Write the next part of the passage on the Gothic Revival in France, picking up after its final sentence.

## Reading text:
--- START ---

Gothic Revival Architecture - Romanticism and Nationalism

Romanticism and Nationalism

French neo-Gothic had its roots in a minor aspect of Anglomanie, starting in the late 1780s. In 1816, when French scholar Alexandre de Laborde said "Gothic architecture has beauties of its own", the idea was novel to most French readers. Starting in 1828, Alexandre Brogniart, the director of the Sèvres porcelain manufactory, produced fired enamel paintings on large panes of plate glass, for Louis-Philippe's royal chapel at Dreux. It would be hard to find a large, significant commission in Gothic taste that preceded this one, save for some Gothic features in a handful of jardins à l'anglaise.

The French Gothic revival was set on sounder intellectual footings by a pioneer, Arcisse de Caumont, who founded the Societé des Antiquaires de Normandy at a time when antiquaire still meant a connoisseur of antiquities, and who published his great work on Norman architecture in 1830 (Summerson 1948). The following year Victor Hugo's Hunchback of Notre Dame appeared, in which the great Gothic cathedral of Paris was at once a setting and a protagonist in a hugely popular work of fiction. Hugo intended his book to awaken a concern for the surviving Gothic architecture, however, rather than to initiate a craze for neo-Gothic in contemporary life. In the same year that Nôtre-Dame de Paris appeared, the new French monarchy established a post of Inspector-General of Ancient Monuments, a post filled in 1833 by Prosper Merimée, who became the secretary of a new Commission des Monuments Historiques in 1837. This was the Commission that instructed Eugène Viollet-le-Duc to report on the condition of the abbey of Vézelay in 1840. Following this, Viollet le Duc set to restore most of the symbolic buildings in France – Notre Dame de Paris, Vézelay, Carcassonne, Roquetaillade castle, Mont Saint-Michel, Pierrefonds, Palais des Papes à Avignon . . . . When France's first prominent neo-Gothic church was built, the Basilica of Saint-Clotilde, Paris, begun in September 1846 and consecrated 30 November 1857, the architect chosen was, significantly, of German extraction, François-Christian Gau (1790–1853); the design was significantly modified by Gau's assistant, Théodore Ballu, in the later stages, to produce the pair of flêches that crown the west end.

--- END ---

## Dataset content:

--- START ---

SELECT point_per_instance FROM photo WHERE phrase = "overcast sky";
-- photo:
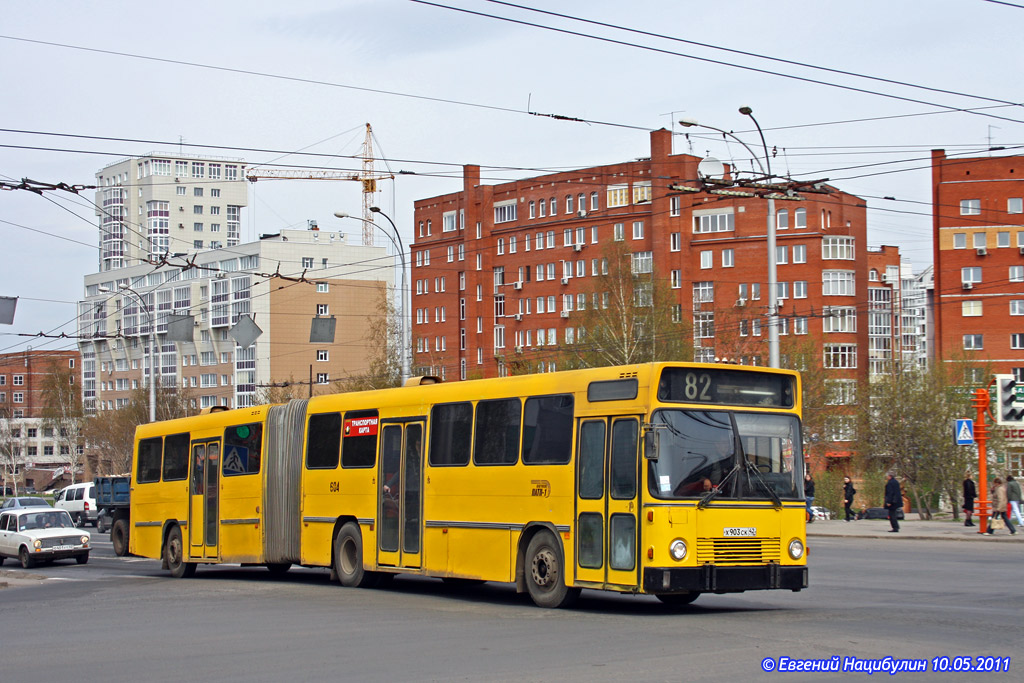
(443, 87)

--- END ---

## Task response:
Meanwhile, in Germany, interest in the Cologne Cathedral, which had begun construction in 1248 and was still unfinished at the time of the revival, began to reappear. The 1820s Romantic movement brought back interest, and work began once more in 1842, significantly marking a German return of Gothic architecture.

Because of Romantic nationalism in the early 19th century, the Germans, French and English all claimed the original Gothic architecture of the 12th century as originating in their own country. The English boldly coined the term "Early English" for Gothic, a term that implied Gothic architecture was an English creation. In his 1832 edition of Notre Dame de Paris, Victor Hugo said "Let us inspire in the nation, if it is possible, love for the national architecture", implying that Gothic is France's national heritage. In Germany with the completion of Cologne Cathedral in the 1880s, at the time the world's tallest building, the cathedral was seen as the height of Gothic architecture. Other major completions of Gothic cathedrals were of Regensburger Dom (with twin spires from 1869–1872), Ulm Münster (with 161 meter tower from 1890) and St. Vitus Cathedral (1844–1929).

In Belgium, a 15th-century church in Ostend burnt down in 1896. King Leopold II supported its replacement by a cathedral-like church after the also Neo-Gothic Votive Church in Vienna and the Saint Peter's and Saint Mary's High Cathedral in Cologne: the Saint Peter's and Saint Paul's Church. In Mechelen, the largely unfinished building drawn in 1526 as the seat of the Great Council of the Netherlands, finally got built in the early 20th century strictly following Rombout II Keldermans's Brabantine Gothic design, and became the 'new' north wing of the City Hall.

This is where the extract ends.